Given text
———
Bomb: A bomb can be used to destroy a gear you have already placed. Move
the bomb icon on top of the offending gear and press B to remove it.
Bombs are the only way to fix a chain of gears that is locked up, so
it's important to conserve bombs as much as possible, in case you
make a mistake.
Crosshairs: With the crosshairs, you can take aim and shoot the Poffins
off the board. This may be useful if you suspect the bigger Poffin
might break off a peg you need, but when it starts pulling, it's too
late to switch items and shoot him. But hey, if he's sitting on a
peg that you know you're going to need, go ahead and shoot him. I
hardly use this item, because it eats up valuable time, and the
Poffins always reappear immediately at the top of the screen anyway.
Oil can: According to the manual, the oil can is used to fix a rusty gear.
Gears are rusted by the smaller Poffin. As far as I can tell, there
is no visual indication that a gear is rusted. I've tried oiling
every gear with the oil can, and I've never seen anything happen.
You start with 5 of each item whenever you load up a level with a
password. You gain more items, seemingly at random, every time you finish
a puzzle. If you're like me, you just hope that you get more bombs between
puzzles, and you ignore the other items. You cannot hold more than 15 of
each item. Even if you die and restart a row, your item counts carry over,
meaning that if you died because you ran out of bombs, you will start the
row over with 0 bombs. Often it's worth it to just re-enter the password
and get those 5 default bombs.
I don't really care about points; when I play Gear Works I'm just trying
to get through the levels. But honestly, I don't know what I'd change
about my gameplay strategy to try and maximize points. Maybe try and place
more unnecessary gears?
In the color versions of Gear Works (on different systems), different
gears are different colors, and those colors indicate how many points each
gear is worth. At the end of each round, all the gears that are turning
are added up and put toward your score, shown at the bottom-right of the
screen. Any gear that is not turning is subtracted, I think even 2x. On
the Game Boy, you can see that not all gears are the same color, and I
assume this reflects their point value. (I've never actually read the
manual for the Game Boy game, but I've read it for Game Gear and PC.)
I suspect there is a correlation between how many points you earn and how
many new items you are given at the end of a round, but I haven't studied
it or anything.
- When you pause the game, you can still see the entire peg board, as well as
all your placed gears, the outline of your current gear, and the image of
your next gear. This means if you are having trouble completing all the
puzzles in a row without running out of time, just pause the game between
placing gears. You can look at the screen, decide where to place your
current gear and next gear, unpause, place them, and pause again. You can
complete levels much "faster" (with lower temperature) this way.
- Learn to recognize when certain peg patterns require specific combinations
of gears. For example, a small gear at the bottom of a single column of pegs
can only be turned using a chain of alternating medium and small gears. Fill
those areas quickly, because you know that you'll need those gears
eventually. Since you don't know what gears you'll get later in the round,
you want to be able to be more flexible with the more forgiving areas.
- Try not to "commit" to a single way of completing a level. For example, you
might not end up getting as many small gears as you're hoping for, so you
should be ready to build many different kinds of configurations, dictated
by what gears you actually get.
———
Stored records

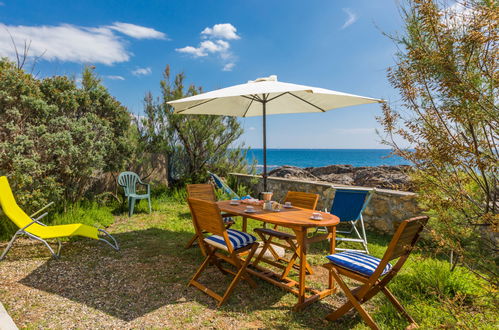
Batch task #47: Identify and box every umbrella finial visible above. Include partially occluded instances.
[248,74,277,83]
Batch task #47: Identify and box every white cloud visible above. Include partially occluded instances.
[175,23,240,71]
[201,23,241,40]
[222,62,236,71]
[105,75,125,80]
[132,67,152,77]
[0,23,168,65]
[175,46,208,57]
[108,22,167,39]
[341,8,359,30]
[176,40,230,57]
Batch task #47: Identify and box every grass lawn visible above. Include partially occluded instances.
[0,196,498,329]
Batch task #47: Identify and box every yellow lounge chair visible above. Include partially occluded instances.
[0,176,120,260]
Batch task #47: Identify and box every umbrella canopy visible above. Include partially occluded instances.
[168,76,383,190]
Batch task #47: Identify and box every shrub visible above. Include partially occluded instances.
[0,59,130,212]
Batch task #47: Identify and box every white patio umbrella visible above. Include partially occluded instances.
[168,75,383,191]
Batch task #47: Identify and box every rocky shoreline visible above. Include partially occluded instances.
[268,165,413,191]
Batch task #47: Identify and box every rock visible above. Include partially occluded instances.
[353,166,411,190]
[319,173,354,186]
[269,165,412,191]
[304,165,354,177]
[268,165,317,180]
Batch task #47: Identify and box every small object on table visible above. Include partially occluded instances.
[244,205,256,213]
[272,202,281,212]
[262,192,272,201]
[310,212,322,220]
[241,198,263,206]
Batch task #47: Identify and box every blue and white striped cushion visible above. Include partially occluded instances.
[326,251,392,276]
[204,229,256,251]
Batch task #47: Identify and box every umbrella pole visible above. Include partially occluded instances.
[262,99,267,191]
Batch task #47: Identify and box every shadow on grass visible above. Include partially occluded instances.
[20,228,292,321]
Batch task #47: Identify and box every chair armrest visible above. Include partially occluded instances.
[139,179,151,194]
[19,220,38,230]
[29,202,54,219]
[31,212,48,227]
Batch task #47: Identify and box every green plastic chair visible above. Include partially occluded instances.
[118,172,151,217]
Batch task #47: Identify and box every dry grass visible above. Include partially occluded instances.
[0,197,498,329]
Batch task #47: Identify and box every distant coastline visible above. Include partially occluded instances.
[247,149,410,172]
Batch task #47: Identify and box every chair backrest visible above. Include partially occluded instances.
[284,191,319,210]
[187,183,217,202]
[383,216,429,261]
[187,198,234,253]
[329,188,371,222]
[0,176,38,228]
[208,172,241,199]
[118,172,140,196]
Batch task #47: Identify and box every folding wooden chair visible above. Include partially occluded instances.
[188,198,258,306]
[185,183,235,253]
[254,191,319,279]
[324,216,428,329]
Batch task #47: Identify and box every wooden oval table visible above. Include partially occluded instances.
[217,201,340,310]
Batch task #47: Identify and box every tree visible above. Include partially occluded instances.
[139,66,252,184]
[380,0,499,281]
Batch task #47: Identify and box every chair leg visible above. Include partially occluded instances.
[128,198,135,217]
[326,269,379,329]
[218,244,258,307]
[0,232,19,261]
[187,248,216,286]
[253,232,270,266]
[185,234,198,249]
[381,287,417,326]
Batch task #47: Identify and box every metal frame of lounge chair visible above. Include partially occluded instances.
[316,187,376,253]
[0,175,120,261]
[0,202,120,261]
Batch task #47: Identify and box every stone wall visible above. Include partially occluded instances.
[230,173,421,234]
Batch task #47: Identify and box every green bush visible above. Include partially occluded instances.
[0,59,130,213]
[392,257,485,303]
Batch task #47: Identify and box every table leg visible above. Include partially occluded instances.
[242,217,248,233]
[295,228,307,305]
[328,226,336,290]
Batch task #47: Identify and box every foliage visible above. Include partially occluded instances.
[380,0,499,280]
[0,197,497,329]
[137,66,252,184]
[0,59,130,211]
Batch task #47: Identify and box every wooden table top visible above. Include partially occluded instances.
[217,201,340,228]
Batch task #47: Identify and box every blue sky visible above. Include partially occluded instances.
[0,0,402,148]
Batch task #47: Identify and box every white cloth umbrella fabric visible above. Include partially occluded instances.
[168,76,384,190]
———
Exercise
Repeat the Gear Works guide above word for word, from "Crosshairs: With the" to "a rusty gear.".

Task result
Crosshairs: With the crosshairs, you can take aim and shoot the Poffins
off the board. This may be useful if you suspect the bigger Poffin
might break off a peg you need, but when it starts pulling, it's too
late to switch items and shoot him. But hey, if he's sitting on a
peg that you know you're going to need, go ahead and shoot him. I
hardly use this item, because it eats up valuable time, and the
Poffins always reappear immediately at the top of the screen anyway.
Oil can: According to the manual, the oil can is used to fix a rusty gear.